О главной беде России

Шариков: По-вашему, в чем главная беда России, Иван Арнольдович?
Борменталь: У России две беды, Полиграф Полиграфович, но к дуракам и дорогам они отношения не имеют. Главная беда состоит в отставании социально-исторического развития от заимствованной у Запада политико-правовой модели. В результате этого отставания власть и общество воспринимают прописанную в конституции модель как некую абстракцию, бумагу, на которой написано что-то красивое и далекое от реальности. Вроде к/ф «Кубанские казаки», вышедшего всего три года спустя послевоенного голода 1946-1947. Никто же не возмущался этой неправде, и вовсе не из страха. Кино воспринимали как красивую и светлую сказку — если не из этой жизни, то из прекрасного далека.
Шариков: Невольно вспоминается эпизод из к/ф «Почтальон»: механик ставит суровым воякам какой-то боевик, раздается неодобрительное улюлюканье, и механик, поворчав, меняет боевик на «Звуки музыки»… Люди ходили в кино не за правдой, а за красивой сказкой — даже если сегодня она кажется нам чрезмерно наивной и даже слащавой.
Борменталь: Но что интересно — в эти сказки охотно стали верить в наше время. Посмотрите сколько ностальгических комментариев под выложенными в YouTube советскими кинофильмами. Те из них, что приукрашивают тогдашнюю действительность, сегодня многими воспринимаются в качестве подтверждения счастья и процветания советских граждан…
Шариков: Вполне допускаю, Иван Арнольдович, что в глубине души эти ностальгирующие по своему советскому детству и юности люди вполне осознают некоторую идеалистичность как своих воспоминаний, так и ряда советских кинофильмов. Но им нужна мечта, если не о будущем (какой жили миллионы советских людей), то хотя бы о прошлом. Новую мечту о будущем им не предложили — вот они и цепляются за старую.
Борменталь: Пожалуй вы правы, Полиграф Полиграфович. Но вернемся к конституции. Вспомним сталинскую, 1936 года — демократичнейшая в мире, но ни слова правды. Ни о власти Советов депутатов трудящихся, ни о свободе слова и печати, ни о неприкосновенности личности с презумпцией невиновности.
Шариков: Презумпцию невиновности сталинское правосудие вроде и в теории не особо жаловало…
Борменталь: Это миф. Формальное отношение к ней советского правоведения отражается в труде А. Я. Вышинского «Теория судебных доказательств в советском праве«: «Решительно противоречат советскому принципу о бремени доказывания попытки подменить обязанность обвинителя доказать вину обвиняемого на обязанность последнего доказывать свою невиновность. Такие попытки явно извращают природу советского процессуального права, исходящего из принципа презумпции невиновности (praesumptio boni viri) обвиняемого, доколе его вина не доказана«.
·····
* ЗАДАНИЕ A
Перепишите без изменений строки записей, начиная с самой первой и заканчивая строкой с "Target: blurred background" включительно.

(Записи с контурами)
·····
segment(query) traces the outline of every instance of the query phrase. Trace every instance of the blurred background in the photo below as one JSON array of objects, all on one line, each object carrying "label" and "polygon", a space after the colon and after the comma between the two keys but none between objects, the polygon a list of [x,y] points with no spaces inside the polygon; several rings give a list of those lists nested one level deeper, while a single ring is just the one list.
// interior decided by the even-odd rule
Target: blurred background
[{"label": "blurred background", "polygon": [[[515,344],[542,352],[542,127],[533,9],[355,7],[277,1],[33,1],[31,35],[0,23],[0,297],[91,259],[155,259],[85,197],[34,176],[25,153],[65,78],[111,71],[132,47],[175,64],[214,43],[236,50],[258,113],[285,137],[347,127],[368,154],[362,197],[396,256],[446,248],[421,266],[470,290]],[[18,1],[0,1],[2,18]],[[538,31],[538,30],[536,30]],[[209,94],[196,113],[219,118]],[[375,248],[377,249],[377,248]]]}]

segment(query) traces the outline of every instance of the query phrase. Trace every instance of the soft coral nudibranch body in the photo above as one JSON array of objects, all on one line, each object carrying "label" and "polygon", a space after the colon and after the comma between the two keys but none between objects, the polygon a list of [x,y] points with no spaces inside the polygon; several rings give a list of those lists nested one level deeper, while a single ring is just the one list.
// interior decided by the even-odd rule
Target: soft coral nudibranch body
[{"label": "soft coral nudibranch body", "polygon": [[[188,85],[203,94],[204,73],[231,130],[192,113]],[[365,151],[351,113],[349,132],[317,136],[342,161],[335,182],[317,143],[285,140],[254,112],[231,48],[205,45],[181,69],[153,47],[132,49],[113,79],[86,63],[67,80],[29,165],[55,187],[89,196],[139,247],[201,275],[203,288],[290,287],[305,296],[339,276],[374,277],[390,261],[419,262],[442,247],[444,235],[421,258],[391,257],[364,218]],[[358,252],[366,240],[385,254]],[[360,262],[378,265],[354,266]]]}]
·····
* ЗАДАНИЕ B
Приведите отрывок из диалога о главной беде России, начиная с "Борменталь: Пожалуй вы" и заканчивая "с презумпцией невиновности.", и замените в нем "конституции" на "Основному закону".

* ПРАВИЛЬНЫЙ ОТВЕТ A
segment(query) traces the outline of every instance of the query phrase. Trace every instance of the blurred background in the photo below as one JSON array of objects, all on one line, each object carrying "label" and "polygon", a space after the colon and after the comma between the two keys but none between objects, the polygon a list of [x,y] points with no spaces inside the polygon; several rings give a list of those lists nested one level deeper, while a single ring is just the one list.
// interior decided by the even-odd rule
Target: blurred background

* ПРАВИЛЬНЫЙ ОТВЕТ B
Борменталь: Пожалуй вы правы, Полиграф Полиграфович. Но вернемся к Основному закону. Вспомним сталинскую, 1936 года — демократичнейшая в мире, но ни слова правды. Ни о власти Советов депутатов трудящихся, ни о свободе слова и печати, ни о неприкосновенности личности с презумпцией невиновности.